PROBLEM DESCRIPTION:
Return each line of the listing that follows in which the string "boundary" can be found.

----

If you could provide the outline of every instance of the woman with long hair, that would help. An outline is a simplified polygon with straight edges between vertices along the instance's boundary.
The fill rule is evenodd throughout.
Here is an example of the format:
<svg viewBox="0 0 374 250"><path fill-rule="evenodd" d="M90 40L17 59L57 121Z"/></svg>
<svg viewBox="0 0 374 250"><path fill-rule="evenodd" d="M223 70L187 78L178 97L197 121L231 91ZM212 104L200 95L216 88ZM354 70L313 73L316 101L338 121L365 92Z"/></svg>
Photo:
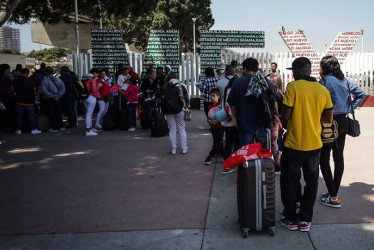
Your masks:
<svg viewBox="0 0 374 250"><path fill-rule="evenodd" d="M333 56L325 56L320 62L320 83L325 85L330 91L331 100L334 105L334 120L338 124L338 138L331 143L324 143L321 151L320 166L323 179L325 180L328 193L323 193L320 202L329 207L340 208L341 201L338 195L340 182L344 172L344 145L345 137L348 133L347 115L351 112L350 94L348 87L355 96L352 100L353 108L365 99L365 92L346 79L340 69L339 61ZM334 176L332 176L330 167L330 152L334 159Z"/></svg>

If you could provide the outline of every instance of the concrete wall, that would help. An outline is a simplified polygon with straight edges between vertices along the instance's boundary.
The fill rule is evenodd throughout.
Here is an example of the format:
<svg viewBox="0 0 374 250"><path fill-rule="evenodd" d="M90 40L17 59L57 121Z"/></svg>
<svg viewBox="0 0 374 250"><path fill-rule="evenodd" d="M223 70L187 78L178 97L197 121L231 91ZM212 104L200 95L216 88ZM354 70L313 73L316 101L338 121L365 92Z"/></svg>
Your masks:
<svg viewBox="0 0 374 250"><path fill-rule="evenodd" d="M15 69L17 64L22 64L22 67L25 67L26 56L0 53L0 64L3 63L9 64L11 70Z"/></svg>
<svg viewBox="0 0 374 250"><path fill-rule="evenodd" d="M79 46L82 53L91 49L91 29L99 28L99 25L94 23L79 24ZM35 43L58 46L73 51L77 49L74 23L49 25L32 22L31 37Z"/></svg>

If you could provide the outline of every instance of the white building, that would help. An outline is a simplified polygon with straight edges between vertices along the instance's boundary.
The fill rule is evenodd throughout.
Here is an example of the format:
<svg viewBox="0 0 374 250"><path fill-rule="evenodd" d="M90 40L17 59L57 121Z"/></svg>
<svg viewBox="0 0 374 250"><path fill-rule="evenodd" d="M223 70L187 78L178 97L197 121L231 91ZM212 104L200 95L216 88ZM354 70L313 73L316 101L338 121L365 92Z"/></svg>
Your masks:
<svg viewBox="0 0 374 250"><path fill-rule="evenodd" d="M14 29L9 26L0 27L0 49L21 51L19 29Z"/></svg>

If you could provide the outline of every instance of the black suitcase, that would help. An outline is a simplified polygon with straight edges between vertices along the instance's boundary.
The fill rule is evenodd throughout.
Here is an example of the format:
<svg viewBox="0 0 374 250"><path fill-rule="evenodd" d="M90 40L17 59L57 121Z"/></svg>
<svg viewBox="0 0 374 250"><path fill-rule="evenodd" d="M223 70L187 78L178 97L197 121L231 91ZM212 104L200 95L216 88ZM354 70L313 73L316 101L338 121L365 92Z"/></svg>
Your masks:
<svg viewBox="0 0 374 250"><path fill-rule="evenodd" d="M244 162L238 168L237 205L243 237L268 230L275 235L275 173L270 157Z"/></svg>
<svg viewBox="0 0 374 250"><path fill-rule="evenodd" d="M103 117L103 129L106 131L115 130L117 127L116 124L116 108L114 107L113 103L109 103L108 111L105 113Z"/></svg>
<svg viewBox="0 0 374 250"><path fill-rule="evenodd" d="M119 118L118 118L118 129L119 130L126 130L129 129L130 123L129 123L129 114L127 112L127 101L126 99L122 99L121 92L118 93L118 110L119 110Z"/></svg>
<svg viewBox="0 0 374 250"><path fill-rule="evenodd" d="M165 116L160 111L154 109L152 114L151 136L158 138L168 133L169 127Z"/></svg>

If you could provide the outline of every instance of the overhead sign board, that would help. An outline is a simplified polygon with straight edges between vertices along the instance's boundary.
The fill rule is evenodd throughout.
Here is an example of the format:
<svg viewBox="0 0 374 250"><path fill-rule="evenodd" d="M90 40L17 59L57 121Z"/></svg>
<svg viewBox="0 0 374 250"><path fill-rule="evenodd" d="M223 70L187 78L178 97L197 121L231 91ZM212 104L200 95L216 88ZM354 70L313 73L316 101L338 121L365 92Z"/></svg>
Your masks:
<svg viewBox="0 0 374 250"><path fill-rule="evenodd" d="M201 75L207 67L217 68L221 62L222 48L264 48L264 31L201 30Z"/></svg>

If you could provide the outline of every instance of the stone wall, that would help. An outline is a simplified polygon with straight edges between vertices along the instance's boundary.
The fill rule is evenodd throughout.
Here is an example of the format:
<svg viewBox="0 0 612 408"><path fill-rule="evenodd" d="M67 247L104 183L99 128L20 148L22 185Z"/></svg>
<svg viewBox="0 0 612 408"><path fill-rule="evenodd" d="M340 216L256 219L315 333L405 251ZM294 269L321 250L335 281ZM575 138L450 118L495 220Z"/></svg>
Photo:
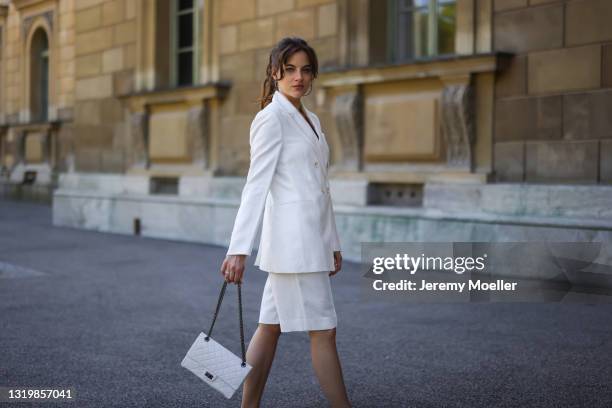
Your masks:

----

SOLUTION FOR THIS TASK:
If you could provide the outline of every instance of the woman with long hair, that would help. An outline is a simplified polygon with straight edges between vertices along the instance's boundary.
If you could provide the outline of every instance of the concrete wall, that would help. An outline is a simplified polygon with straight edges between vertices along the instance's boundary.
If you could provide the outline of every instance of the white building, that would help. An outline is a simplified polygon with straight edges between vertices along the instance's boundary.
If you could provide the outline of every instance of the black suitcase, that would help. An outline is a simplified polygon with straight edges between vertices along the instance's boundary.
If you could provide the outline of every instance of the overhead sign board, that would help. An outline is a simplified polygon with straight edges between vertices along the instance's boundary.
If you could provide the outline of every instance of the stone wall, that would help. An outline is a simplified polygon with straight edges between vertices along the instance's boundary.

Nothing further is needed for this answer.